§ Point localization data

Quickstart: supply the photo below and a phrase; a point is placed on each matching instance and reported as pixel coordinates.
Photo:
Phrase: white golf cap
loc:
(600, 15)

§ EXERCISE REQUIREMENTS
All the records above are to be reproduced exactly.

§ EXPECTED ANSWER
Quickstart: supply the photo below and a phrase; a point is placed on each matching instance and reported as pixel coordinates.
Photo:
Phrase: white golf cap
loc:
(600, 15)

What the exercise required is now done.